• Text section
Monday, June 1, 2020

Will the friendliest survive?

Some days ago, Stephen Sackur interviewed Rutger Bregman in the BBC program "Hard Talk," about his new book "Humankind: A Hopeful History." I would have liked to rush to buy it online from my favorite local book store, but some weeks ago it disappointed me being totally unable to process an on-line transaction. So I have to confess that I went to Amazon, and in a few seconds I had the book in my Kindle.
The book is a sequence of examples of evidence that in human nature, the friendly cooperative side dominates our violent instincts. It is precisely our cooperative, friendly nature, that has provided our species an evolutionary advantage over some competitors. According to Bregman, the Neanderthals were probably more intelligent, but they were less friendly, and therefore less able to socialize and cooperate, at a moment in time where doing things together was crucial. Some well-known stories that were well established in the history of science as proof that humans are prone to conflict and collapse, are challenged by the author with more recent evidence. For example, it is most probably not true that the Easter Island society collapsed due to an ecological and social conflict endogenously self-inflicted by humans, as explained by the polymath  Jareed Diamond in his book "Collapse." Apparently, Easter Island never had a very large population, so there was not much to collapse from, and probably its ecological crisis was due to natural phenomena. The Robbers Cave experiment, an experiment directed by a social psychologist in the 1950s in the US where summer camp children showed the dangers of tribalism (and that I explain to my students in my course on Soccer and Economics), was probably manipulated by its author. In wars, soldiers in the field show much less aggressive behavior than expected.

• Data excerpts
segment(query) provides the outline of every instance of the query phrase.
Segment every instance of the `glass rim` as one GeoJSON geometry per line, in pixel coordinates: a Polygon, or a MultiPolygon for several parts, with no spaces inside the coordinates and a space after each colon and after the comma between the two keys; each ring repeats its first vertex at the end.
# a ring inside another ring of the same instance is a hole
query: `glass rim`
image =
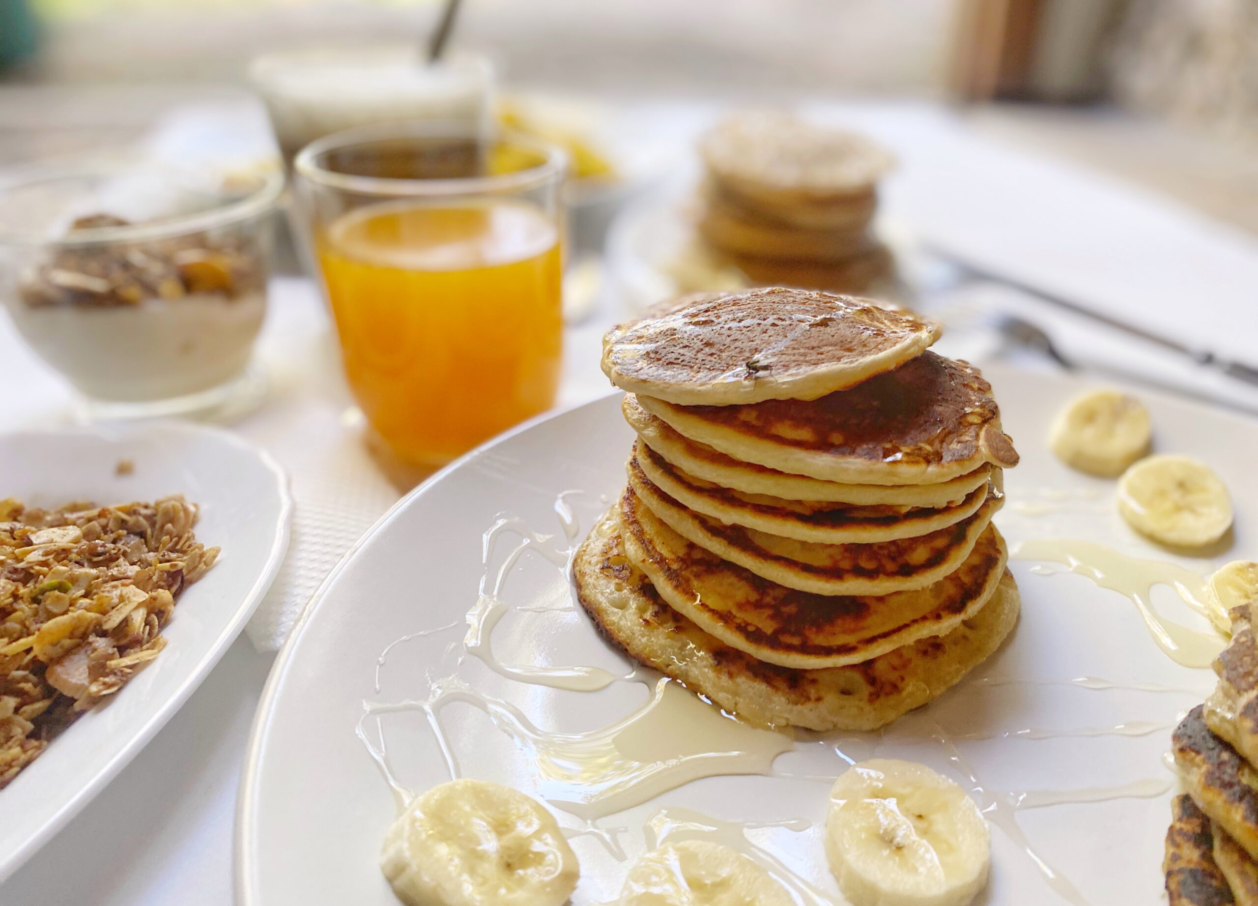
{"type": "MultiPolygon", "coordinates": [[[[133,164],[111,160],[16,167],[0,179],[0,200],[3,200],[5,193],[24,186],[69,179],[104,177],[127,172],[128,170],[137,170],[137,167],[133,164]]],[[[185,172],[180,167],[164,165],[155,165],[148,171],[185,172]]],[[[249,220],[274,208],[276,201],[284,189],[283,171],[265,170],[257,172],[255,176],[258,185],[253,190],[240,196],[229,196],[229,200],[225,200],[220,205],[192,214],[182,214],[150,223],[127,224],[125,226],[91,226],[59,237],[49,237],[35,230],[0,226],[0,244],[79,248],[114,243],[152,242],[187,235],[190,233],[204,233],[219,226],[249,220]]]]}
{"type": "Polygon", "coordinates": [[[536,151],[541,162],[508,174],[492,176],[454,176],[444,179],[409,179],[394,176],[359,176],[342,174],[320,165],[317,159],[328,151],[356,145],[387,141],[390,138],[459,138],[476,135],[474,128],[459,122],[413,121],[375,123],[332,132],[316,138],[297,152],[293,172],[303,180],[325,189],[375,195],[379,198],[444,198],[455,195],[494,195],[526,191],[543,186],[552,180],[562,180],[567,174],[569,155],[559,145],[545,142],[511,130],[497,130],[489,140],[506,142],[536,151]]]}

• Study questions
#1 Write out the part of the post on Bregman's book from "Monday, June 1, 2020" to "in my Kindle.".
#2 Extend the post about Bregman's book "Humankind" by continuing it from its last sentence.

• Task-by-task answers
#1
Monday, June 1, 2020

Will the friendliest survive?

Some days ago, Stephen Sackur interviewed Rutger Bregman in the BBC program "Hard Talk," about his new book "Humankind: A Hopeful History." I would have liked to rush to buy it online from my favorite local book store, but some weeks ago it disappointed me being totally unable to process an on-line transaction. So I have to confess that I went to Amazon, and in a few seconds I had the book in my Kindle.

#2
Other things mentioned in the book we already knew, like for example that the "tragedy of the Commons" suggested by Hardin is not inevitable, as shown by the field research of Nobel prize winner Elinor Ostrom. Or that intrinsic incentives are very important, and sometimes may be crowded out by extrinsic incentives. These two things I do teach them to my students.
Of course, where Bregman has more difficulties is in explaining why humans, in spite of our friendliness, have incurred in phenomena like ethnic cleansing or the Holocaust. His explaination is that friendliness is more easily shown to our group members. But then he provides no clue about what defines the group, and why if the group extended from the family, to the tribe, and then the nation of strangers, why it cannot be expanded to the whole human group or beyond.
There is no doubt that our cooperative side has been overlooked, and that institutions should be designed to extract the best from humans. That's the main message of the book, although there is little detail on how to do it. And when there is detail, it is unconvincing. For example, the participatory politics of some Venezuelan or Brazilian municipalities, clearly must have had a difficult time scaling up, if we look at the dismal condition of the two countries at the moment. Between our cooperative genes and our selfish genes there is most probably a polycentric equilibrium (several types coexisting), and the difficult but key challenge is to create the conditions for our cooperative side to dominate and become dominant in the overall population of types. The next crucial stage of this battle will be the November presidential election in the US.